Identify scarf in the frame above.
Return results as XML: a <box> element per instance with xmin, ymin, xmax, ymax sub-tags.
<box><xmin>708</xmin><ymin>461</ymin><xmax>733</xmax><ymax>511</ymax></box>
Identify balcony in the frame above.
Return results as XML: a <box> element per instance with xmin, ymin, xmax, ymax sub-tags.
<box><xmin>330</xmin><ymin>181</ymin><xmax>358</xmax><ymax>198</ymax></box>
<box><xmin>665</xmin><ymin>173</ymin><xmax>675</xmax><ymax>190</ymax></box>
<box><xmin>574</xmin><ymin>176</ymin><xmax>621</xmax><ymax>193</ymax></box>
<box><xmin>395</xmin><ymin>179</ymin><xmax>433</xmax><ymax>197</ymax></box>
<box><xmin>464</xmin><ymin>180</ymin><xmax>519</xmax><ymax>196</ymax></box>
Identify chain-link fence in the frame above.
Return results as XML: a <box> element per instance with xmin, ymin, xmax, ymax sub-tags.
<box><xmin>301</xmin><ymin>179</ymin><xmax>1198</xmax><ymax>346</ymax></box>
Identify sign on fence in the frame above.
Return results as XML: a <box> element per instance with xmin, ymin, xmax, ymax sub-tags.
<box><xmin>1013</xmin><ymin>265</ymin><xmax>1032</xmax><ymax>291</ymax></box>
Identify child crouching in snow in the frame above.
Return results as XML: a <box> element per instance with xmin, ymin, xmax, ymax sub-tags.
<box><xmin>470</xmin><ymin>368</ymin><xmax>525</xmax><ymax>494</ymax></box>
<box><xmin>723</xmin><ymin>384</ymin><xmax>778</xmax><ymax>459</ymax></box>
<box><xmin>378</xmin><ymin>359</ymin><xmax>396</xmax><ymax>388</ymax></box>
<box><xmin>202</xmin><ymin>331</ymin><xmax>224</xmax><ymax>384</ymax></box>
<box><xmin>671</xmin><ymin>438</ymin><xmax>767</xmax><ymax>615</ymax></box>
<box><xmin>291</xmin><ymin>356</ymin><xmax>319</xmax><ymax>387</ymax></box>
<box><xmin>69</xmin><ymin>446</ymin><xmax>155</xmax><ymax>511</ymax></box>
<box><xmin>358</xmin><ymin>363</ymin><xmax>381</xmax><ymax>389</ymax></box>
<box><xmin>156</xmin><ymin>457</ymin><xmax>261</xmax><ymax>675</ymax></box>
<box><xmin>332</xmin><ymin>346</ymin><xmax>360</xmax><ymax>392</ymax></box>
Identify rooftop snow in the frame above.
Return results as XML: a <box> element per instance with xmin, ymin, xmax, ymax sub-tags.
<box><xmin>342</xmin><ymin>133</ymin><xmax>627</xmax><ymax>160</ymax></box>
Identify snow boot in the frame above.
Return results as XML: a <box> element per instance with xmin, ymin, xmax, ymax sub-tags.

──────────────────────────────

### WORK ORDER
In the entries above, identify each line that includes the string "frame", then copy it.

### YOUR SOLUTION
Identify scarf in the frame above.
Identify balcony in the frame above.
Identify chain-link fence in the frame above.
Identify sign on fence in the frame above.
Identify child crouching in snow in the frame above.
Identify rooftop snow in the frame above.
Identify snow boot in the frame above.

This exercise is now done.